Problem details: No picture belongs in the copy. Repeat each line below exactly.

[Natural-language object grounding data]
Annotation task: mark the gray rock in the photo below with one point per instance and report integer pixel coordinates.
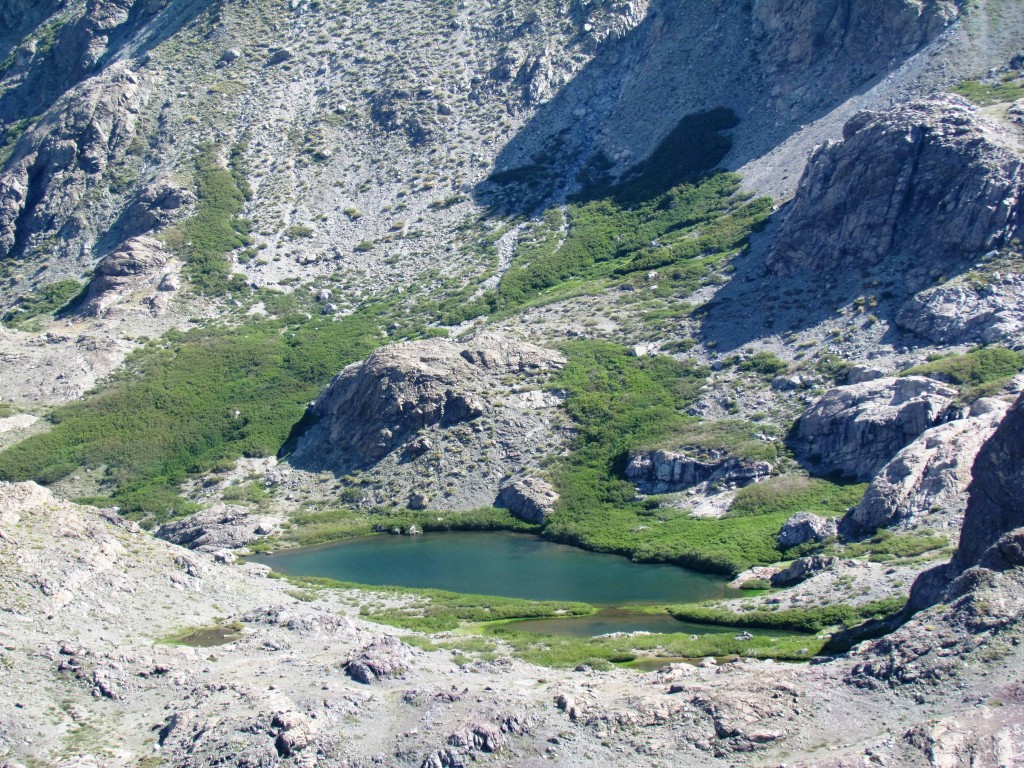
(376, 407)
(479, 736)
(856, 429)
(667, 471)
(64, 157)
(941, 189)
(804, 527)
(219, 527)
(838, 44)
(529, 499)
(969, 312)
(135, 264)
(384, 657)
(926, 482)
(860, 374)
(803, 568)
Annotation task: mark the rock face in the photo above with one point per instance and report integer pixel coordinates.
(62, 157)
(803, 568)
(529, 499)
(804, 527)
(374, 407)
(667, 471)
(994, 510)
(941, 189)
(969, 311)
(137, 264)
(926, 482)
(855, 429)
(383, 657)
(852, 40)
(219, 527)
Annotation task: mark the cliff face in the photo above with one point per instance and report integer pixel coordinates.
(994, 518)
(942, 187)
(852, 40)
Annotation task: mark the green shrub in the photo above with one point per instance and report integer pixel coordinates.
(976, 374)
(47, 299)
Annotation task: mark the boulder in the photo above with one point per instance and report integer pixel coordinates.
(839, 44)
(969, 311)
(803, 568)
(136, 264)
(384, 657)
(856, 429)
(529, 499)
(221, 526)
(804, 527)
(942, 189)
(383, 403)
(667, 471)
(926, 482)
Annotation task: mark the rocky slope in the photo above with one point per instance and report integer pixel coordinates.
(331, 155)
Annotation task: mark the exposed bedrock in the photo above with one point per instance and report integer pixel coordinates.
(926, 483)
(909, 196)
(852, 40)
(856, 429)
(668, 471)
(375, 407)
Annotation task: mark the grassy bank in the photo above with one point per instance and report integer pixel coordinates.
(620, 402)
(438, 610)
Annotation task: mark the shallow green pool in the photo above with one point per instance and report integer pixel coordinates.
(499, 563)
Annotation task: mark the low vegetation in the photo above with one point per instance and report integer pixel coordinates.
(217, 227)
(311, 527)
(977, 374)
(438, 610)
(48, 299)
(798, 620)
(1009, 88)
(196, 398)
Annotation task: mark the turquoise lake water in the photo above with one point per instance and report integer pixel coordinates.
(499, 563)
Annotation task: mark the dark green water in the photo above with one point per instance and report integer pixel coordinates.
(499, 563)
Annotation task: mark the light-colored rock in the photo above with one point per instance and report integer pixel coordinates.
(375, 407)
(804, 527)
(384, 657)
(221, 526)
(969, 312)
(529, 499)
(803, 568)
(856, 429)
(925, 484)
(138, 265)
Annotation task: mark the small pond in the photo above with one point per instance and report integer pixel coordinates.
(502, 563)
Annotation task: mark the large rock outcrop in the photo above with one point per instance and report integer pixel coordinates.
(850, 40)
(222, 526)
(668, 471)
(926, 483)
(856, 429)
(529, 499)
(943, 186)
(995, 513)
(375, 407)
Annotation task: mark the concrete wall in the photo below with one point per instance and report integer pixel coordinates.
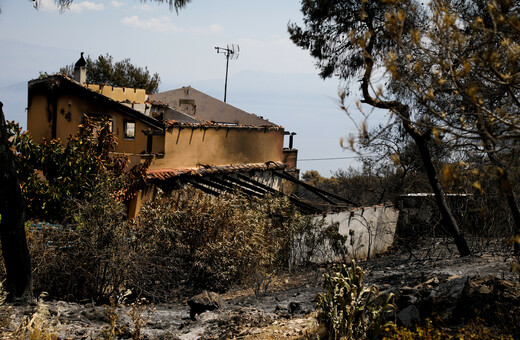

Solved problem:
Annotation task: mark the gray rock in the photo below with one point per instance and report integer pixel coordinates.
(376, 407)
(479, 736)
(856, 429)
(667, 471)
(64, 157)
(941, 189)
(804, 527)
(219, 527)
(838, 44)
(529, 499)
(969, 312)
(135, 264)
(384, 657)
(926, 482)
(860, 374)
(803, 568)
Annotation task: mark the rock face in the photo above with one point per instance and report integer pixel coordinates.
(62, 157)
(803, 568)
(529, 499)
(804, 527)
(374, 407)
(667, 471)
(994, 510)
(941, 189)
(969, 311)
(137, 264)
(926, 482)
(855, 429)
(383, 657)
(852, 40)
(219, 527)
Annotation task: mark the cliff face in the photo above with one point per instance and report integer pixel coordinates.
(994, 518)
(942, 187)
(852, 40)
Annotation task: mark the green shrub in the photo above with one point per instance and report integer pixel coordinates.
(976, 374)
(47, 299)
Annotation task: mark the boulder in the photo above with one point per instance and report integer pixel coordinates.
(839, 44)
(969, 311)
(803, 568)
(136, 264)
(384, 657)
(856, 429)
(529, 499)
(221, 526)
(804, 527)
(942, 189)
(383, 403)
(667, 471)
(926, 482)
Annotation task: mark the rocky slope in the photo above with one point per instance and report integer pixel coordinates.
(331, 155)
Annotation task: mark the exposed bedrock in the photo above with one point per instance and report integer pixel coordinates.
(926, 483)
(909, 196)
(852, 40)
(856, 429)
(668, 471)
(375, 407)
Annotation task: mark the grassy bank in the photo above with one point per instance and report integer pixel coordinates.
(620, 402)
(438, 610)
Annotation task: mark the shallow green pool in the photo above with one point per instance and report integer pixel coordinates.
(499, 563)
Annotation task: mark the low vegetation in the photo above with one point per instance and report integer pixel coordinates.
(217, 227)
(311, 527)
(977, 374)
(438, 610)
(48, 299)
(798, 620)
(1009, 88)
(196, 398)
Annotation task: mark the turquoise lake water in the photo above with one point per instance and report integer pixel coordinates.
(499, 563)
Annotation task: mark the dark green water in the photo above with one point per instance and report integer pixel coordinates.
(499, 563)
Annotation task: mark the light-colored rock in the photo above with one point per instance and report integer pixel coordinates.
(375, 407)
(804, 527)
(384, 657)
(221, 526)
(969, 312)
(529, 499)
(803, 568)
(856, 429)
(925, 484)
(138, 265)
Annotation task: mark the small pond in the photo above with one point per instance and report integer pixel coordinates.
(502, 563)
Annotation task: mark the large rock outcrop in the photo above with one point per instance and report integer pixel coordinates.
(850, 40)
(222, 526)
(668, 471)
(926, 483)
(856, 429)
(529, 499)
(943, 186)
(995, 513)
(375, 407)
Annotation task: mark the concrete wall in the photo below with one point per instance and report integer pixel coordinates.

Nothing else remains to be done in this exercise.